SHORT TASK
Reproduce, without any change, the part of the rows below that opens with the line containing "obj: woman's face" and closes with the line containing "left=216, top=71, right=253, bottom=87". Include both of those lines and nothing outside that span.

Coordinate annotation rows
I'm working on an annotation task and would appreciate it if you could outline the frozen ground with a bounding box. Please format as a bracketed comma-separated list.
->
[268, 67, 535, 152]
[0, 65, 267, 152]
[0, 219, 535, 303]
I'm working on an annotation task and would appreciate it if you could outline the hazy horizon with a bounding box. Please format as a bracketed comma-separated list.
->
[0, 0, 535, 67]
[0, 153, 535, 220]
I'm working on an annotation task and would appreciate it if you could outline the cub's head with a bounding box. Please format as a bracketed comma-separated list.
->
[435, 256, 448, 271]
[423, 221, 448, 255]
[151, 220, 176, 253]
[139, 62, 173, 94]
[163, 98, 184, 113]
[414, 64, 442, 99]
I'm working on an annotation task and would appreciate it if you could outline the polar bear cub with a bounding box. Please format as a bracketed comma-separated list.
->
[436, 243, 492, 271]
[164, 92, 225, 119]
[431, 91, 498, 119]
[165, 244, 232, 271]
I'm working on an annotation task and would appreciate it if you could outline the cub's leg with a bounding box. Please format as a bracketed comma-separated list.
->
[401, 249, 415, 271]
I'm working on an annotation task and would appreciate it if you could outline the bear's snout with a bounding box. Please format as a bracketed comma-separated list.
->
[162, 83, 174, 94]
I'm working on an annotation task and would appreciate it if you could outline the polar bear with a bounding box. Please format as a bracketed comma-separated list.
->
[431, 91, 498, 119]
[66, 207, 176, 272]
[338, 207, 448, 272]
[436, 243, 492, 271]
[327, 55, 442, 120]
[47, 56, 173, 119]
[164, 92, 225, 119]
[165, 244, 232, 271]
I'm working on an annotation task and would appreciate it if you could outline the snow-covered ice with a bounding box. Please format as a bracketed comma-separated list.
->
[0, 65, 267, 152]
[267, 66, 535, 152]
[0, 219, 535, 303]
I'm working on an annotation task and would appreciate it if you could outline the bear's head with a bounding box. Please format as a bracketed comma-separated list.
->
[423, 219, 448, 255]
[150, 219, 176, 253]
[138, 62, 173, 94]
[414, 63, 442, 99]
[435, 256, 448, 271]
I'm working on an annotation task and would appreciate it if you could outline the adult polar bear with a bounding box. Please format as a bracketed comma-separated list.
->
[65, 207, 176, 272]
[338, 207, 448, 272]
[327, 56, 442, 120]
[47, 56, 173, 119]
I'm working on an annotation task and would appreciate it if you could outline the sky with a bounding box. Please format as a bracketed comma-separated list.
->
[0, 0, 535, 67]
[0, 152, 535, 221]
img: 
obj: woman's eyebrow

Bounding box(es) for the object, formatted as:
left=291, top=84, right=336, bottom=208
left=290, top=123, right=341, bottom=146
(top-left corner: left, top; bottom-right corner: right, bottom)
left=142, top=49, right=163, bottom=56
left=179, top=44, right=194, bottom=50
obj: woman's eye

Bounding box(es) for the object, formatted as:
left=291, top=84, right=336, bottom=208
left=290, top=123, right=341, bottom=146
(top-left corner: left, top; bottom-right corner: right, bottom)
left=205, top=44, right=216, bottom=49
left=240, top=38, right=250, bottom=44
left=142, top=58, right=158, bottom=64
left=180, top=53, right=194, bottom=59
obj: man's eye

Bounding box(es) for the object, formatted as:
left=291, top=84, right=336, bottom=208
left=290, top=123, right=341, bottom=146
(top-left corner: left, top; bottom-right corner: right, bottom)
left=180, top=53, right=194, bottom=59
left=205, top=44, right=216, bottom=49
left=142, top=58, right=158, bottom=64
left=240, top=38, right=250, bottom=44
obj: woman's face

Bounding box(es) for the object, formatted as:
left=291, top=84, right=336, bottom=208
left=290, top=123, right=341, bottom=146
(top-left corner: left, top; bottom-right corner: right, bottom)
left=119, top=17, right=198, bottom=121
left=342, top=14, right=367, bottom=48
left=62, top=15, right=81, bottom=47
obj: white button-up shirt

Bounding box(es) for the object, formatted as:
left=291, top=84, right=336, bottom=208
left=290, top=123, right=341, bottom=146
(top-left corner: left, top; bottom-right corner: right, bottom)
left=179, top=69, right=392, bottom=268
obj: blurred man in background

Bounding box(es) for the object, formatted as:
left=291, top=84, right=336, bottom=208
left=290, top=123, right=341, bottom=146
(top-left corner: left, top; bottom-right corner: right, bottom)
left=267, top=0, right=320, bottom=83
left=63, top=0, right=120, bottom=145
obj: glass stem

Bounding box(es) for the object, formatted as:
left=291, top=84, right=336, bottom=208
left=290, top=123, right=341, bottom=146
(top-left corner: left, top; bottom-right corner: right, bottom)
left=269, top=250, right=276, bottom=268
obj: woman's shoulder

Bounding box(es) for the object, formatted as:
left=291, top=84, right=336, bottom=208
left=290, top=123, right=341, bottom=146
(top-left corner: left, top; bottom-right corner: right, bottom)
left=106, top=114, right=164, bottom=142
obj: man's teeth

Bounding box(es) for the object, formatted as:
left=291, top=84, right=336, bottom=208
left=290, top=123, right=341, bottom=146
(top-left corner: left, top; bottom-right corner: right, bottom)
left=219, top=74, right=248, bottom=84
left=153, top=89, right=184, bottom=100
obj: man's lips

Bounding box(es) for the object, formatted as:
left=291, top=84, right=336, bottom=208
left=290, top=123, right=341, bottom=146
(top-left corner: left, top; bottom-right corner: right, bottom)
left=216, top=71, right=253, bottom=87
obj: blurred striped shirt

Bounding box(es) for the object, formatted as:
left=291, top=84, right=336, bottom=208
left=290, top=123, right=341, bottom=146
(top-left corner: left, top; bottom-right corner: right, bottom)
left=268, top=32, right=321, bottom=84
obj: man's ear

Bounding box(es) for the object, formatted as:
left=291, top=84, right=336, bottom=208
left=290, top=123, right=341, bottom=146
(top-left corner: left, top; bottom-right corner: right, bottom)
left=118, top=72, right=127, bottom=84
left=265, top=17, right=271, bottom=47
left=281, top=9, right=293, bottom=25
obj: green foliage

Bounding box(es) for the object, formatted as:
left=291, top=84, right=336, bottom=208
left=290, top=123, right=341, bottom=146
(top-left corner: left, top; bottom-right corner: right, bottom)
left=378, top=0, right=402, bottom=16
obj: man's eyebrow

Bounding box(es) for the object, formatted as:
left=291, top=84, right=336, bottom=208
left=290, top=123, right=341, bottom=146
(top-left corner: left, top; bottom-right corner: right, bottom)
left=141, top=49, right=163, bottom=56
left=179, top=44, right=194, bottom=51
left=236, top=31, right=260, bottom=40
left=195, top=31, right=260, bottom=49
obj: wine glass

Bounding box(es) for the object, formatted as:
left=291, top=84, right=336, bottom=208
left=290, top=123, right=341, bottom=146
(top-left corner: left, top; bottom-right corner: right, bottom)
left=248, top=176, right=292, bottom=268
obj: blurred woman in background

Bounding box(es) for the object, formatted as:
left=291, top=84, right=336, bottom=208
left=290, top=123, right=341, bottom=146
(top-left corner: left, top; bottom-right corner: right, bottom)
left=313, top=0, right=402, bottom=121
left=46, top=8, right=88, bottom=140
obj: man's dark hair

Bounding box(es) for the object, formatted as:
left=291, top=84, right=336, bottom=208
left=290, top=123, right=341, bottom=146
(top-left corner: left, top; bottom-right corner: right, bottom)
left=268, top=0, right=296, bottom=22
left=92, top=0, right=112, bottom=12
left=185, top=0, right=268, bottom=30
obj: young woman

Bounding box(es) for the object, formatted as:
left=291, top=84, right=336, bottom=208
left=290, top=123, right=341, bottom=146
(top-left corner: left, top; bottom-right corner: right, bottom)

...

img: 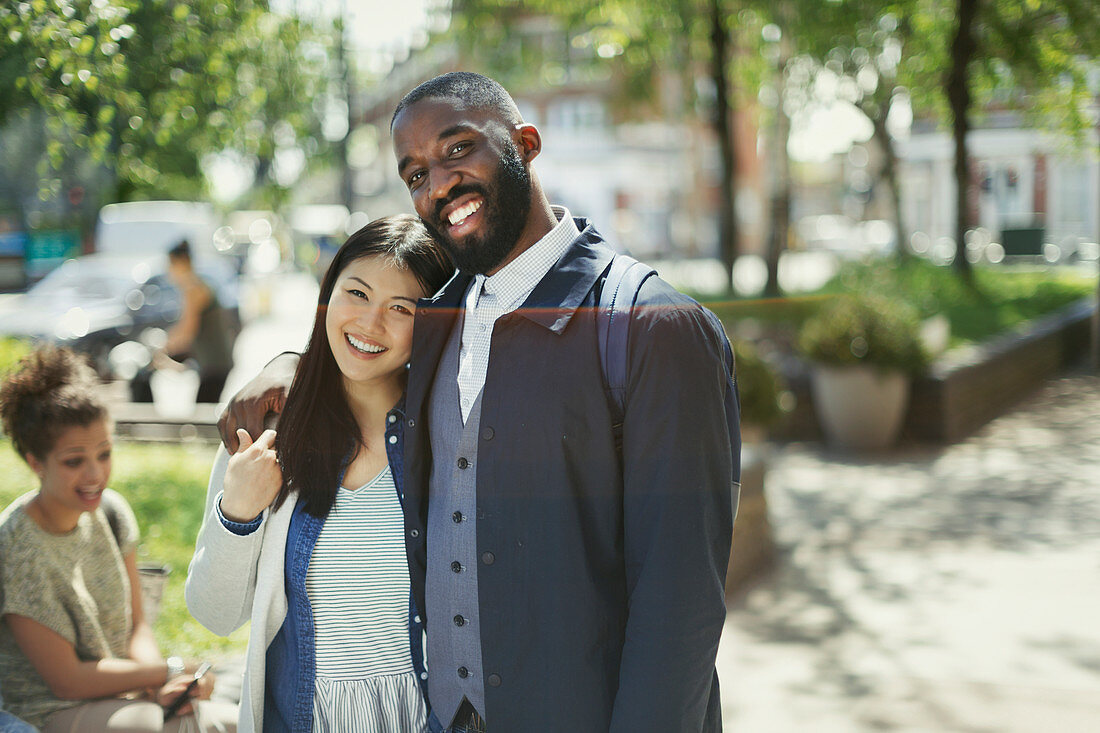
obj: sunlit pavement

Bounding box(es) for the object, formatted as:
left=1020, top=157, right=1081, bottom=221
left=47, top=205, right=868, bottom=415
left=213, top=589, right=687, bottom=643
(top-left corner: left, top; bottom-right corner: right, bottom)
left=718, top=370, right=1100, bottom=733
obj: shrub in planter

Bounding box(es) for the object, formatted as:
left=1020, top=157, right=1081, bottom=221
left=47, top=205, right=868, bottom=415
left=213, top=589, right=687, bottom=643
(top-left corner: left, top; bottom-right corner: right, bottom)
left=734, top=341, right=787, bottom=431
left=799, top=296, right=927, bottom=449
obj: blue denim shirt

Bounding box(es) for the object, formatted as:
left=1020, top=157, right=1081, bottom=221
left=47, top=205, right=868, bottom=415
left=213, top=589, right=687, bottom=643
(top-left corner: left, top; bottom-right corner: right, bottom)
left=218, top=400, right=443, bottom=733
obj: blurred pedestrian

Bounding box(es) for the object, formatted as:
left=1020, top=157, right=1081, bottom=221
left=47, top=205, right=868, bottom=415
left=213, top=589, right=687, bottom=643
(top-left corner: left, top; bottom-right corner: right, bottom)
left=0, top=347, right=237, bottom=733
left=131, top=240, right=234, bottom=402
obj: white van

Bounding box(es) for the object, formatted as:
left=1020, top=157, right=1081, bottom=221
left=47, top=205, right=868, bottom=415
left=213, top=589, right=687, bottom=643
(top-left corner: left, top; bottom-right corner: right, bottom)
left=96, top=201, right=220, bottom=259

RESPONSE TO THIS EXERCISE
obj: woman's face

Bounding box(es) for the object, formatted as:
left=291, top=84, right=336, bottom=208
left=290, top=123, right=341, bottom=146
(top-left corner: left, top; bottom-right corner: right, bottom)
left=119, top=17, right=198, bottom=121
left=342, top=14, right=367, bottom=48
left=62, top=15, right=81, bottom=47
obj: white button-up shirt

Bounding box(es) for the object, formatted as:
left=291, top=84, right=336, bottom=208
left=290, top=123, right=341, bottom=146
(top-left corner: left, top; bottom-right corner: right, bottom)
left=179, top=69, right=392, bottom=268
obj: blurred man in background

Bounding box(es) for the object, formatted as:
left=291, top=84, right=336, bottom=208
left=290, top=123, right=341, bottom=146
(top-left corner: left, top; bottom-right corner: right, bottom)
left=267, top=0, right=320, bottom=83
left=63, top=0, right=120, bottom=145
obj: glass stem

Bounding box(es) for the object, formatted as:
left=291, top=84, right=336, bottom=208
left=290, top=123, right=341, bottom=146
(top-left corner: left, top; bottom-right corner: right, bottom)
left=269, top=250, right=276, bottom=268
obj: woman's shoulder

Bounding box(es) for the object, formatted as:
left=291, top=84, right=336, bottom=208
left=290, top=123, right=341, bottom=146
(top-left corner: left, top; bottom-right corner: right, bottom)
left=106, top=114, right=164, bottom=142
obj: man's teeth

Bounding box(es) for the object, formatted as:
left=291, top=84, right=336, bottom=208
left=290, top=123, right=341, bottom=146
(top-left corner: left, top; bottom-right corner: right, bottom)
left=219, top=74, right=248, bottom=84
left=153, top=89, right=184, bottom=100
obj: man's lips

Bounding box(es) for the object, formatted as:
left=291, top=84, right=336, bottom=208
left=290, top=123, right=341, bottom=146
(top-left corner: left, top; bottom-right corner: right, bottom)
left=216, top=71, right=253, bottom=87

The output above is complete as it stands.